- [TASK TO CARRY OUT]: Write out word for word the lines starting with the one that contains "Put a point on every instance of the white window" and going on through the one that contains "[(294, 102), (275, 99), (406, 115)]", with both of those lines included.

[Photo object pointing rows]
============
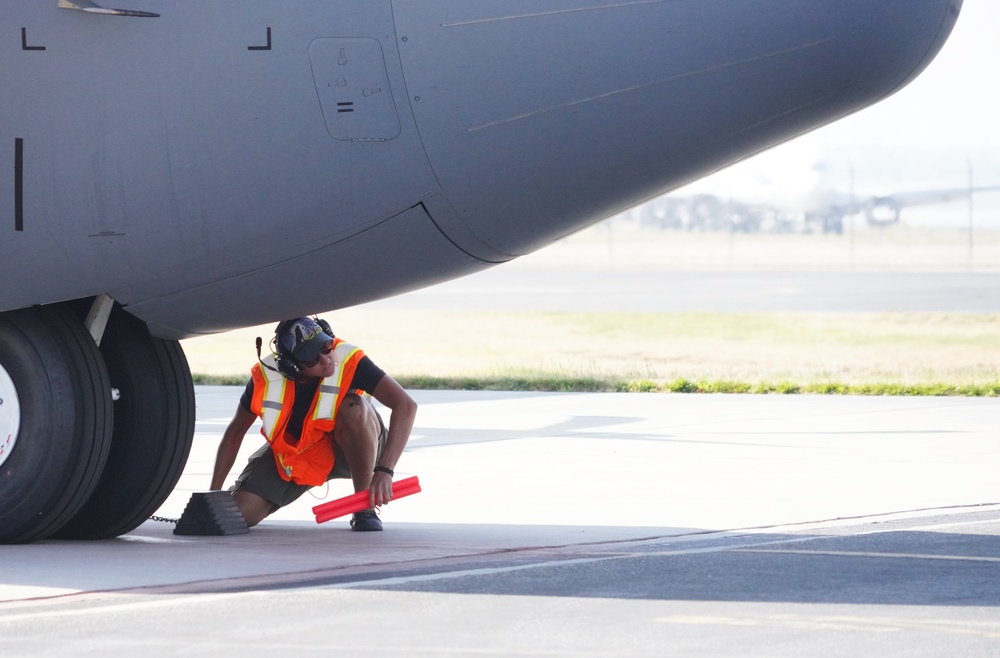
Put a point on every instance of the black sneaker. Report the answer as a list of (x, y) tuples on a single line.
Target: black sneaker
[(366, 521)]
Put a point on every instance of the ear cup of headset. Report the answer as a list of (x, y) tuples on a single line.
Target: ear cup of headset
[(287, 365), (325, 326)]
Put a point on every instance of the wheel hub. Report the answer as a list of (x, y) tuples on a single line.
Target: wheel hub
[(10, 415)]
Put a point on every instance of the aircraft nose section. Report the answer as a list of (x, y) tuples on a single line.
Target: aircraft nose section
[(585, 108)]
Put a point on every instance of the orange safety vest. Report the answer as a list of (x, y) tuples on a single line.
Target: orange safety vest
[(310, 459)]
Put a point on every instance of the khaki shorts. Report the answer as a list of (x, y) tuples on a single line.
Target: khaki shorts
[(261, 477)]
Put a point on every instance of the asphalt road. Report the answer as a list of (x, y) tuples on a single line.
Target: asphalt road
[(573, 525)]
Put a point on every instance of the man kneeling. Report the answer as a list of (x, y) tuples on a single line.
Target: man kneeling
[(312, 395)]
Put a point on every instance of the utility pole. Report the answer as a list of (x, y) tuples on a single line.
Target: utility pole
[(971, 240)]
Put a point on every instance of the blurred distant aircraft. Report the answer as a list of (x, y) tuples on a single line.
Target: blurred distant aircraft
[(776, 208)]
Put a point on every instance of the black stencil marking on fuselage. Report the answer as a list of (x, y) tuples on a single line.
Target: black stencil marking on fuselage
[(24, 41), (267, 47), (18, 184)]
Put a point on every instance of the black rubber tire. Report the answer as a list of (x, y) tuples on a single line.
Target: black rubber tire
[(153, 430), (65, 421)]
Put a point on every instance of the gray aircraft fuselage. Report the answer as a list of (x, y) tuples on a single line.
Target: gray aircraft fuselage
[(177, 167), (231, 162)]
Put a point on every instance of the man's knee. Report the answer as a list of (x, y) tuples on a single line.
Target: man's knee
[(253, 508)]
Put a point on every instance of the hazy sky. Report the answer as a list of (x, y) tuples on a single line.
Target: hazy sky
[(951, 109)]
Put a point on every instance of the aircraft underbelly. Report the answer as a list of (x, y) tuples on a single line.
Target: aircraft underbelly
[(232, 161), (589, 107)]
============
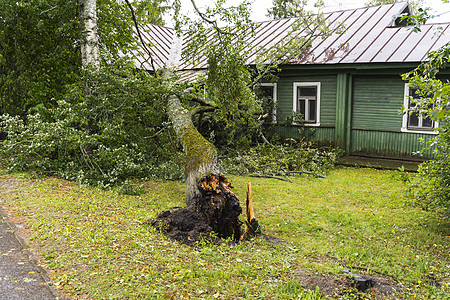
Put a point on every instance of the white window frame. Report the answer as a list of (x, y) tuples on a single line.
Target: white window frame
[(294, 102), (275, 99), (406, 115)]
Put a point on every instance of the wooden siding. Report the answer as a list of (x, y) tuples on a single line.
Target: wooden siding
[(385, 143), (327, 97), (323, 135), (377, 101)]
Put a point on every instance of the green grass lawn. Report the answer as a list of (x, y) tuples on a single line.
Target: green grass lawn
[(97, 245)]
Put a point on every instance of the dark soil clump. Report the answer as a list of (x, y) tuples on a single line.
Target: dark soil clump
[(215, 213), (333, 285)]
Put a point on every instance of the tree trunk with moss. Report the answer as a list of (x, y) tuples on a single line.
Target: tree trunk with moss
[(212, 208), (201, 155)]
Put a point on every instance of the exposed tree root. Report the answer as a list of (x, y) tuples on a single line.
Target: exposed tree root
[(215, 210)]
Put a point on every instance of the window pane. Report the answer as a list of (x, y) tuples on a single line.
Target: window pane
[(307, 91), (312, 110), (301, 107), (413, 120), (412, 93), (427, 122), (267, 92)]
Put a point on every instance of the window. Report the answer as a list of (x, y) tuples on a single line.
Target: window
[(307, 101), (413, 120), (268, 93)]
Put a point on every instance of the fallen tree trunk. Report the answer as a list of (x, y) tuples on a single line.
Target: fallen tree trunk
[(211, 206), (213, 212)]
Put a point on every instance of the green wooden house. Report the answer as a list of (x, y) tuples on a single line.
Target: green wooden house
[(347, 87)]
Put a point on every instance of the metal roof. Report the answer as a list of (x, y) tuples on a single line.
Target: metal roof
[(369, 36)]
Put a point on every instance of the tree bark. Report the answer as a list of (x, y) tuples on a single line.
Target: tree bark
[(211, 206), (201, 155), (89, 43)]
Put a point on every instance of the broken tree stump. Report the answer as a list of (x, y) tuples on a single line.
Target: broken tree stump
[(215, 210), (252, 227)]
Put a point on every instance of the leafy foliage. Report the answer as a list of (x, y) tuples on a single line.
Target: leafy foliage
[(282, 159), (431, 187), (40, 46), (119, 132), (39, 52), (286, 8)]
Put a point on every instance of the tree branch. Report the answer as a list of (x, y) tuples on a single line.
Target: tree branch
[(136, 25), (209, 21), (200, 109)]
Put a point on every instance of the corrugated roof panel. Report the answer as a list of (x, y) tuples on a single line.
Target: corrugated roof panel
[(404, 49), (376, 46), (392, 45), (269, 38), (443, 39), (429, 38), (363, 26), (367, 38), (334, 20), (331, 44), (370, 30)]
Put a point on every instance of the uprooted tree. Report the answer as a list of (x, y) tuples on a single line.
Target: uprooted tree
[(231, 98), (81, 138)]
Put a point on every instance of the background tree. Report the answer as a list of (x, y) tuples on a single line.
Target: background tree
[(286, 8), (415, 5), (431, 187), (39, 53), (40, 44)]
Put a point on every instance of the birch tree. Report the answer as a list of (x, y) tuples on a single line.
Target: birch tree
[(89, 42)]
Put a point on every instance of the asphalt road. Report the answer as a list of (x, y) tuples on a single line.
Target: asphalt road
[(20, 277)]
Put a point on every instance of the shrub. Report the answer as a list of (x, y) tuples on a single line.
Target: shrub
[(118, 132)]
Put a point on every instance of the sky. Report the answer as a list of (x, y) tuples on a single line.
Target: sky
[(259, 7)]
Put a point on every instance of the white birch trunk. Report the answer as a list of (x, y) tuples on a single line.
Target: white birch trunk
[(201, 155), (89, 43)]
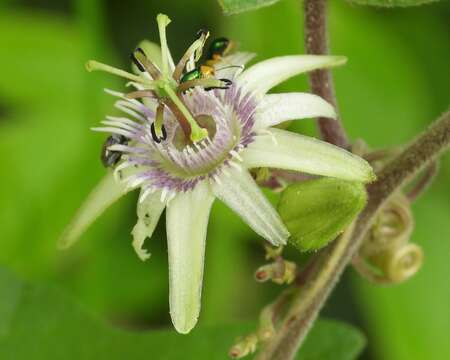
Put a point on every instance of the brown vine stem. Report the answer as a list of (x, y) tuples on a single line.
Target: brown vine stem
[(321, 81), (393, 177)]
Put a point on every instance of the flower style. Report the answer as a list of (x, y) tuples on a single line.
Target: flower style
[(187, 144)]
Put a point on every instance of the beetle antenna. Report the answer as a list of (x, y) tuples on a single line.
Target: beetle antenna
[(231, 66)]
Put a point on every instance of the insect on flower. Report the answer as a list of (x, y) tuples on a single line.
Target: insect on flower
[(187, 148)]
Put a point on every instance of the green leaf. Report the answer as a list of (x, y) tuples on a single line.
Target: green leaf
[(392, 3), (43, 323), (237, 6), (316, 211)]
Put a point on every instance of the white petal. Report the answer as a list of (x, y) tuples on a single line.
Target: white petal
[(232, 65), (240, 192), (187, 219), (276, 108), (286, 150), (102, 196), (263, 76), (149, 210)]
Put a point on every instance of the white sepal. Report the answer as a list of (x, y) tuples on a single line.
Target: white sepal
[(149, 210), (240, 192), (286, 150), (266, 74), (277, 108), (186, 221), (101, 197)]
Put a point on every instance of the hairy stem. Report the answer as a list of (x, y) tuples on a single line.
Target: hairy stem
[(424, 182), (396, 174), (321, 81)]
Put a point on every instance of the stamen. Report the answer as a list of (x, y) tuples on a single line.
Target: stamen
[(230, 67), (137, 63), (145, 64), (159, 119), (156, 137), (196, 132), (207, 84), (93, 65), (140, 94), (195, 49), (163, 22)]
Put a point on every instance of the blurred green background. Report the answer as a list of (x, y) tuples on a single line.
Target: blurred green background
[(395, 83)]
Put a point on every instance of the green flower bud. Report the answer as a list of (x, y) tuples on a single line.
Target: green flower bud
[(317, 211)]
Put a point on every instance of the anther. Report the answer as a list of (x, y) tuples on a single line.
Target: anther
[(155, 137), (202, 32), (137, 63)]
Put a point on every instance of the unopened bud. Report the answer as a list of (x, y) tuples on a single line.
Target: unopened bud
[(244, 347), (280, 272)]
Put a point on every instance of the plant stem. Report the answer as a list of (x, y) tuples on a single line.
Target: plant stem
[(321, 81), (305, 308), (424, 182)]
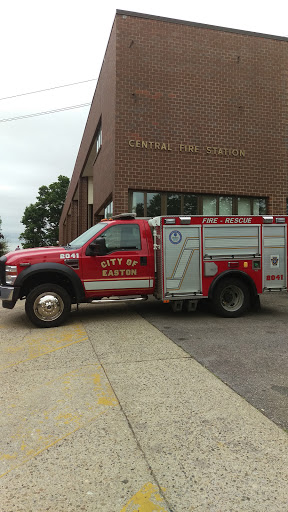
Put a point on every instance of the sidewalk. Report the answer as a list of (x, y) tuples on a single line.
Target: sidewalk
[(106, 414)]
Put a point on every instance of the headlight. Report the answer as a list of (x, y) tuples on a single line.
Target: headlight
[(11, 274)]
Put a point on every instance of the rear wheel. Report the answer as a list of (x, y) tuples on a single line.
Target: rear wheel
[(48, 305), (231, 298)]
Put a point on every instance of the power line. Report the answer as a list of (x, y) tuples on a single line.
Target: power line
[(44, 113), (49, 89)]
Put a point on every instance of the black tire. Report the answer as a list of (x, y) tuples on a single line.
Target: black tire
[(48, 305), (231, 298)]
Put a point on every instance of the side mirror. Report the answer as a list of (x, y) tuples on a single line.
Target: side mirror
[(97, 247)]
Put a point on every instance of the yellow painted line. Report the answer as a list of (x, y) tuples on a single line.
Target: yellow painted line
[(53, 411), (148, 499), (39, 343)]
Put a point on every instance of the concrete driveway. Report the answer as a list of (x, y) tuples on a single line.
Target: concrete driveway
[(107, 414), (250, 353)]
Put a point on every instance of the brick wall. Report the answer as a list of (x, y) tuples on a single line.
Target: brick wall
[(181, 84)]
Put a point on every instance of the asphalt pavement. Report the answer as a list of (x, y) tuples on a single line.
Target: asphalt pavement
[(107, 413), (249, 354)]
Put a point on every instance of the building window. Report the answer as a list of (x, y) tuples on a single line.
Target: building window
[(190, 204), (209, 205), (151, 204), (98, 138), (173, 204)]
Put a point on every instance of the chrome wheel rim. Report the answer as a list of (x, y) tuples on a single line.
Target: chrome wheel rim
============
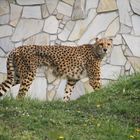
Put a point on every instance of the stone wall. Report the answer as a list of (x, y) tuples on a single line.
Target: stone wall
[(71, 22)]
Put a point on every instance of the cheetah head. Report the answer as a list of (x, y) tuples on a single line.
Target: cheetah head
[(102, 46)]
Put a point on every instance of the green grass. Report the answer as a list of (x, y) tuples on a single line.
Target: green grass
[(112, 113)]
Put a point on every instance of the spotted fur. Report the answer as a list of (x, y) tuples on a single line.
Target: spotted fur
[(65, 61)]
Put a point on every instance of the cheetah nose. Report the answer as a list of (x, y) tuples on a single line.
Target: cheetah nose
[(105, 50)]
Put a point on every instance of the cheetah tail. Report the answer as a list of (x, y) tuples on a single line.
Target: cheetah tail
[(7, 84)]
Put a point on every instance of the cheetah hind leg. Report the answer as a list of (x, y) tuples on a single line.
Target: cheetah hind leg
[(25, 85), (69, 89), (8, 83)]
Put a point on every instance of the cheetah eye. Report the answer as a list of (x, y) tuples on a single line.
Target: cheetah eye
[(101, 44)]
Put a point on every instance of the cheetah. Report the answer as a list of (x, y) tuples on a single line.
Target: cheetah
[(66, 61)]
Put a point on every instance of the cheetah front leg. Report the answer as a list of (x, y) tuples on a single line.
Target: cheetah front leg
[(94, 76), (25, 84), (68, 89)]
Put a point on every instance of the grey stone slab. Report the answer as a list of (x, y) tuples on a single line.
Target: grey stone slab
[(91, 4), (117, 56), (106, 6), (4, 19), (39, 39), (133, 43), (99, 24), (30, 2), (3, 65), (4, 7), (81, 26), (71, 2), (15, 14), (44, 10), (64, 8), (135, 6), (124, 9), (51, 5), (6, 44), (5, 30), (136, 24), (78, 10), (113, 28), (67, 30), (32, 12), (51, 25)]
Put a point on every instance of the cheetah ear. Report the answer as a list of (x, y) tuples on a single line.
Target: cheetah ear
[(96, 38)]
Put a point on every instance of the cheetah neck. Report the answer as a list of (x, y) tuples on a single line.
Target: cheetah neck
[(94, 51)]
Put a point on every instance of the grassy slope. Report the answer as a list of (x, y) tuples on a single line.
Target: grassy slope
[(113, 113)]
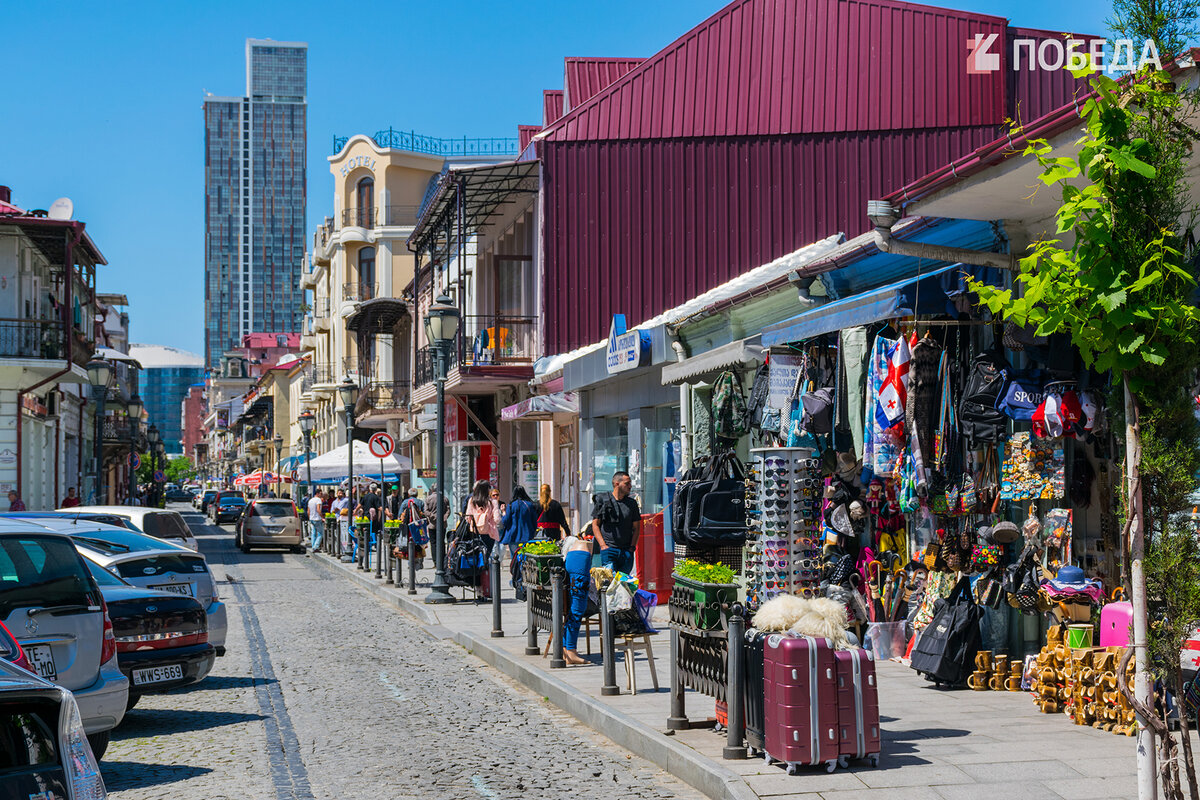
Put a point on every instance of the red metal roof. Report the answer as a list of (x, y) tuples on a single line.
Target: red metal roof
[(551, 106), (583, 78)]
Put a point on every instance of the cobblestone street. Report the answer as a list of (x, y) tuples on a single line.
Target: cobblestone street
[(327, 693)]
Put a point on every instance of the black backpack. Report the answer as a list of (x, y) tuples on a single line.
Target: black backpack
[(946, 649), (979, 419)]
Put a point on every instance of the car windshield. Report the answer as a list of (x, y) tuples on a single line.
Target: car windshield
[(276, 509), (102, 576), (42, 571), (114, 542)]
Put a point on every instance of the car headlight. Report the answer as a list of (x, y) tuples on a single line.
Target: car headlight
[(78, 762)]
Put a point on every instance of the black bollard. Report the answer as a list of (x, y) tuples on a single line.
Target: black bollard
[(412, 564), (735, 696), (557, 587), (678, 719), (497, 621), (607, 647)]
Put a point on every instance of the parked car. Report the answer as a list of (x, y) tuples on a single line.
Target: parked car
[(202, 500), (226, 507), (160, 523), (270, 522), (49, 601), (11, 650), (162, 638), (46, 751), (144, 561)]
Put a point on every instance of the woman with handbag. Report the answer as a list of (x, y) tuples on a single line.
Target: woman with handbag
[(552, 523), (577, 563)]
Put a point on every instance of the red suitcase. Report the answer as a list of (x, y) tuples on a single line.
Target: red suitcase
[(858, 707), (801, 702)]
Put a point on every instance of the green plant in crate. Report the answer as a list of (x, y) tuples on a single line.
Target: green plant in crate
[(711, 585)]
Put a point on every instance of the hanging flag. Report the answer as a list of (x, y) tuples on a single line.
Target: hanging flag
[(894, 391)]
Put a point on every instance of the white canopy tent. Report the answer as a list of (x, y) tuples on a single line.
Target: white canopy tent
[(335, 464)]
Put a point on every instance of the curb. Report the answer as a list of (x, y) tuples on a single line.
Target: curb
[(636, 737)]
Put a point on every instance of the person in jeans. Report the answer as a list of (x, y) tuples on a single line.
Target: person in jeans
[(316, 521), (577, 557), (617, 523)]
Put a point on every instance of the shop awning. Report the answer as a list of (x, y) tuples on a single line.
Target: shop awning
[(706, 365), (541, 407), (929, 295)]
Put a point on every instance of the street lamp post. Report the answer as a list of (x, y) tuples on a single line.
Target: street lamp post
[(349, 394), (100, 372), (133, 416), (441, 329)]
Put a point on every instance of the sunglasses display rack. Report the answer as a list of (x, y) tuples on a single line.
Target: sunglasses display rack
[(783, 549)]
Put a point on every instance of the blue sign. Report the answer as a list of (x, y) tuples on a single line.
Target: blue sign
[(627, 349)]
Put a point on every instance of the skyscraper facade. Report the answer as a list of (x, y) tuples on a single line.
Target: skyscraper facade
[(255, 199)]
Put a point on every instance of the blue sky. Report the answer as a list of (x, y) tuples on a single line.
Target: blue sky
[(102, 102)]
============
- [SOLUTION]:
Put a point on every instance of the white window frame. Report the answer as a list of (x, y) tuples on a single line.
Target: white window frame
[(294, 102), (275, 99), (406, 115)]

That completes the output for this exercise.